Repeat the lines that follow, leaving nothing out.

**Stored data entries:**
##############################

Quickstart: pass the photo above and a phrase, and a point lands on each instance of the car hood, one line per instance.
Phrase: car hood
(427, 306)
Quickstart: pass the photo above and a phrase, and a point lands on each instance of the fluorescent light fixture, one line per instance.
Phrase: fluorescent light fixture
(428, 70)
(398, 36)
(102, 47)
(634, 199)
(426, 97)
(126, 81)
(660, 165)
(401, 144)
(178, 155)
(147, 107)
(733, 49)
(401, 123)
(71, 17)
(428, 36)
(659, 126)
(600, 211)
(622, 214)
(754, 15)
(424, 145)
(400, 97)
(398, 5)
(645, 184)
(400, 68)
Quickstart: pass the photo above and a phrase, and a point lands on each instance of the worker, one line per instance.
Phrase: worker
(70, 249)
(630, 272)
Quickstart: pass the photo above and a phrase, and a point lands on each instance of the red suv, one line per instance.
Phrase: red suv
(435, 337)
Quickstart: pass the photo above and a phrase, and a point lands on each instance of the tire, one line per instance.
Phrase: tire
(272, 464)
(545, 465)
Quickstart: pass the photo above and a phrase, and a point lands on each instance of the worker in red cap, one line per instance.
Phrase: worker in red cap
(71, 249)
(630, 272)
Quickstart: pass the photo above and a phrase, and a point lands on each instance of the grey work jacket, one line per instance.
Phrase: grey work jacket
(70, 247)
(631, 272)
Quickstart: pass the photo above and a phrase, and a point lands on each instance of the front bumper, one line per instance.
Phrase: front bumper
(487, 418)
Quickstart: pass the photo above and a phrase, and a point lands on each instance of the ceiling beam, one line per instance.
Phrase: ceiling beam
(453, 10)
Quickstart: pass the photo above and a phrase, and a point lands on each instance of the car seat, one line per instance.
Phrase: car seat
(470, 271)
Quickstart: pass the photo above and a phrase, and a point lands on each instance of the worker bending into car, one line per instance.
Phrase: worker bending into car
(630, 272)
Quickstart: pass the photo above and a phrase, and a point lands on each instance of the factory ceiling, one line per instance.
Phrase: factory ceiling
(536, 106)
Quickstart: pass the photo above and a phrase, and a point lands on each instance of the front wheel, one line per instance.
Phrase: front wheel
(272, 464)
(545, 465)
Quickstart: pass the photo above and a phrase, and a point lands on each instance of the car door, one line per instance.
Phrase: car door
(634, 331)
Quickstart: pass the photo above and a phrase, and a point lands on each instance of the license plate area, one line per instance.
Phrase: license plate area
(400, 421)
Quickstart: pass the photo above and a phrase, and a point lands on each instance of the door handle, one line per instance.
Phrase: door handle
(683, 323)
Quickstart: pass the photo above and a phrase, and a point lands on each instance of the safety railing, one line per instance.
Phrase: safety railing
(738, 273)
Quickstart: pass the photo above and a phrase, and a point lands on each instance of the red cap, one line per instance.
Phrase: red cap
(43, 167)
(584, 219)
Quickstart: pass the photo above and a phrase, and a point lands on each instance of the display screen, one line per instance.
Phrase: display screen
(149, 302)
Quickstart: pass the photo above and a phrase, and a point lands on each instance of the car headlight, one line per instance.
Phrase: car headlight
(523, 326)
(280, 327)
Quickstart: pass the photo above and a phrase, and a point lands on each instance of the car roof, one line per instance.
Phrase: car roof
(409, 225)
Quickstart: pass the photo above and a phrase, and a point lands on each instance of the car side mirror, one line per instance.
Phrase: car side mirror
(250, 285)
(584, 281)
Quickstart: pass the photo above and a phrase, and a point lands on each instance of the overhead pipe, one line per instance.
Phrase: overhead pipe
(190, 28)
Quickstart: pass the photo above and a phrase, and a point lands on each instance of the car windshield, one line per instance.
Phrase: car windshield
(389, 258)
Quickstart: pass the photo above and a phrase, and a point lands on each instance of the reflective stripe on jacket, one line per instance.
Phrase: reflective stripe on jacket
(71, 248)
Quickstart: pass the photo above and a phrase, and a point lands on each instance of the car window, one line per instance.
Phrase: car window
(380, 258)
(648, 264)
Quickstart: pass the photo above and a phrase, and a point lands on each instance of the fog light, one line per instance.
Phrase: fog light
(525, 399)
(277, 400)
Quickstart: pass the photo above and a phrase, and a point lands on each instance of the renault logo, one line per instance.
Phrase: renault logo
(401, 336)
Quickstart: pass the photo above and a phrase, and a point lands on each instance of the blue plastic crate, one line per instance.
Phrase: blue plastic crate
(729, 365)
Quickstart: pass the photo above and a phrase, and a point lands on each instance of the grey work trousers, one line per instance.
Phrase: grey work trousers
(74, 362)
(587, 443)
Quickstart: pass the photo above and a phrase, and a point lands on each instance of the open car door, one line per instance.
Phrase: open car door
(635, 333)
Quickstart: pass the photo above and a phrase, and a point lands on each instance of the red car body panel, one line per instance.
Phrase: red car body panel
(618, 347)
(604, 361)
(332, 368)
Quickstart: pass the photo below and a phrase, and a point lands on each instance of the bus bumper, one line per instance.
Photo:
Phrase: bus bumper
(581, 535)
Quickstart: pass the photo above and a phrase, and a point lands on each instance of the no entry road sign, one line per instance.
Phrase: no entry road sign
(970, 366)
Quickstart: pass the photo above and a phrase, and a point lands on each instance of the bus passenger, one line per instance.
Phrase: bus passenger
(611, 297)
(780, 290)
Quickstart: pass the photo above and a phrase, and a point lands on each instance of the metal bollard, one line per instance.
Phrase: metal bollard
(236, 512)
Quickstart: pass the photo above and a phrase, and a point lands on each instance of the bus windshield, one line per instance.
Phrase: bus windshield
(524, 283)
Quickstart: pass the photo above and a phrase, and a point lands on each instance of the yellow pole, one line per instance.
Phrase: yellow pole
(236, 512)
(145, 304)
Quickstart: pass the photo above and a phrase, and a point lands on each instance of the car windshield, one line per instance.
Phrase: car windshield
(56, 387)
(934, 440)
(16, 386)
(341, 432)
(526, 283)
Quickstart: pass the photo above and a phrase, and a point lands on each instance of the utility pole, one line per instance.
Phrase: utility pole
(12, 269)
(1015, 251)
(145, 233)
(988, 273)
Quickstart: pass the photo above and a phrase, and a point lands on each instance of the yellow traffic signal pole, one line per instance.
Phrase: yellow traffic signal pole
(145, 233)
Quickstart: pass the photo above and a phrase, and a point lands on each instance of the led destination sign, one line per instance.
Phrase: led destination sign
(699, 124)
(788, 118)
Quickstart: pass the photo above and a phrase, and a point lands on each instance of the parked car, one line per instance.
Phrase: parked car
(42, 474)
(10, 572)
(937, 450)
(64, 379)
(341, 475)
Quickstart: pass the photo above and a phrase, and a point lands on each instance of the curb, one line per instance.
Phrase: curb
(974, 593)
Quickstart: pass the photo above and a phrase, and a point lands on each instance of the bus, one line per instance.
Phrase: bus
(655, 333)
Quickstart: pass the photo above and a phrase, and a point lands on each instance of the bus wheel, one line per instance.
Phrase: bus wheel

##############################

**Worked answer:**
Quickstart: pass the photo above and a phrase, and a point lands on each instance of the car hood, one line per instance.
Phrase: car hood
(427, 306)
Quickstart: pass the photo above and a phrase, and a point lands on each instance of the fluorescent light fixture, one line per instance.
Phrase: fluorescent light fixture
(428, 70)
(398, 36)
(102, 47)
(634, 199)
(426, 97)
(126, 81)
(660, 165)
(401, 144)
(178, 155)
(147, 107)
(733, 49)
(401, 123)
(71, 17)
(428, 36)
(659, 126)
(600, 211)
(622, 214)
(754, 15)
(424, 145)
(400, 97)
(398, 5)
(645, 184)
(400, 68)
Quickstart: pass the photo above and a phrase, and a point lands on each instance of the worker, one line per instance.
Phrase: worker
(70, 249)
(630, 272)
Quickstart: pass the photo above and a phrase, and a point lands on each instance of the red suv, one line per instance.
Phrase: red suv
(435, 337)
Quickstart: pass the photo above and a phrase, and a point lands on each instance of the tire, one line per instance.
Phrase: tire
(272, 464)
(545, 465)
Quickstart: pass the photo above and a phrase, and a point lands on each instance of the worker in red cap, one line per instance.
Phrase: worker in red cap
(71, 249)
(630, 272)
Quickstart: pass the photo above and a phrase, and a point lands on each instance of the grey work jacket, one line per instance.
Phrase: grey work jacket
(70, 247)
(631, 272)
Quickstart: pass the photo above and a phrase, and a point lands on each instance of the front bumper, one line per instance.
Phrase: front bumper
(487, 418)
Quickstart: pass the photo above and a phrase, and a point lands on each instance of the ceiling beam, one line per instance.
Phrase: ceiling beam
(453, 10)
Quickstart: pass the photo above and a phrase, and a point lands on each instance of the car seat, one line per instance.
Phrase: car seat
(470, 271)
Quickstart: pass the photo above and a phrase, and a point lands on each instance of the worker bending into car, one line per instance.
Phrase: worker bending into car
(630, 272)
Quickstart: pass the photo above and a phrase, and a point lands on each instance of the factory ceiling, one line per instance.
Phrase: factory ceiling
(536, 106)
Quickstart: pass the photo above and a phrase, and a point lands on each instance of the front wheel, one line per instance.
Phrase: front wheel
(272, 464)
(545, 465)
Quickstart: pass the photo above and a phrase, and a point lands on each instance of the car door, one line per instance.
Phrase: car door
(634, 331)
Quickstart: pass the photo above and a phrase, and a point lands on each instance of the license plate area, one line per instance.
Phrase: license plate area
(400, 421)
Quickstart: pass the photo above and a phrase, and a point lands on each instance of the door handle, one line per instance.
Phrase: door handle
(683, 323)
Quickstart: pass the photo above and a phrase, and a point lands on each instance of the safety railing, one line per instance.
Phrase: safety railing
(738, 273)
Quickstart: pass the photo above and a phrase, and a point lands on each instance of the red cap, one line per instance.
Phrase: red cap
(43, 167)
(584, 219)
Quickstart: pass the photo above and a phrase, and a point lands on each instance of the display screen, one line per instance.
Phrase: display screen
(149, 302)
Quickstart: pass the photo above and a phrase, and a point lands on each instance of the car headlight, one line per instance.
Phrase: car headlight
(523, 326)
(280, 327)
Quickstart: pass the photo above and a phrase, and a point lands on each instance of the car roof, one line per instance.
Phrase: car roof
(409, 225)
Quickstart: pass the photo above and a phrase, and a point lands on each instance of the car side mirror, one line per instance.
Phrase: car side mirror
(250, 285)
(584, 281)
Quickstart: pass the photo above and a phrase, and a point lands on each instance of the overhead pipe, one line per instance.
Phrase: overhead pipe
(190, 28)
Quickstart: pass the photo above and a phrase, and a point lands on each instance of the car windshield, one line per instance.
Phrase: car windshield
(389, 258)
Quickstart: pass the photo above and a phrase, and a point lands on each instance of the reflective stripe on jacket, one line per instance.
Phrase: reflective stripe on jacket
(71, 248)
Quickstart: pass the photo above and a phrase, and a point lands on each instance of the car window, one line per instance.
Phrase: car window
(380, 258)
(648, 264)
Quickstart: pass the photo above and a phrase, and a point lands on each instance of the fog light, one line per instance.
Phrase: fog light
(525, 399)
(277, 400)
Quickstart: pass the photo above and a phrase, and a point lands on each instance of the renault logo, one line per instance.
Phrase: renault logo
(401, 336)
Quickstart: pass the photo above and a phrase, and a point lands on each instance of the blue plastic crate, one line per instance.
Phrase: blue plastic crate
(729, 365)
Quickstart: pass the photo above and a phrase, and a point lands on each instance of the grey work trousers, one line per instance.
Phrase: grey work trousers
(74, 362)
(587, 443)
Quickstart: pass the photo above and a phrase, and a point lands on each instance of the open car door, one line per instance.
Phrase: open car door
(635, 333)
Quickstart: pass the photo above and a phrase, and a point lands on each instance of the red car body panel, one line per instance.
Phrase: red car body panel
(618, 347)
(604, 361)
(332, 368)
Quickstart: pass the photo below and a phrase, and a point lands on each instance of the bus bumper, one line per instance.
Photo:
Phrase: bus bumper
(581, 535)
Quickstart: pass the photo above and a phrase, and a point lands on each instance of the no entry road sign, one line per instance.
Phrase: no entry road sign
(970, 366)
Quickstart: pass the photo above and a phrase, and a point lands on each instance of the bus passenger, one line per instance.
Phrase: bus passenger
(611, 297)
(780, 290)
Quickstart: pass the photo above and a phrase, and a point lands on each instance of the metal bollard, one line per instance.
Phrase: metal bollard
(236, 512)
Quickstart: pass the photo above and a phrase, and a point lands on each instance of the bus windshield, one line per instance.
Phrase: bus windshield
(524, 283)
Quickstart: pass the photo above and a phrase, and a point lands on each instance of the yellow pole, one line per instance.
Phrase: yellow pole
(236, 512)
(145, 304)
Quickstart: pass the photo above and a phrase, and a point lands on each instance of the car windshield, one line per instance.
Phrase: car windshield
(56, 387)
(934, 440)
(16, 386)
(341, 432)
(526, 283)
Quickstart: pass the photo above and a phrase, and a point lands on each instance of the utility pole, one line per instance.
Phrase: utility pole
(12, 269)
(1015, 251)
(145, 233)
(988, 273)
Quickstart: pass the photo above and a phrase, and a point lands on each instance of the yellow traffic signal pole, one line per instance.
Phrase: yellow traffic signal pole
(145, 233)
Quickstart: pass the photo above and a phrase, and a point lands on each instance of the led destination sign, one line per instance.
Phrase: led destination sign
(699, 124)
(788, 118)
Quickstart: pass the photo above and a phrase, and a point lands on each instance of the parked car, one line per instance.
Phrase: parked car
(42, 474)
(10, 572)
(937, 450)
(64, 379)
(341, 475)
Quickstart: pass the photo above and a phrase, and a point lands on each instance of the curb, one line per instance.
Phrase: curb
(974, 593)
Quickstart: pass the photo above and a phrase, and a point lands on each instance of the bus, one line per instance.
Phrase: bus
(655, 333)
Quickstart: pass the photo above and a phrase, and a point lands on each instance of the bus wheel, one line per instance.
Phrase: bus wheel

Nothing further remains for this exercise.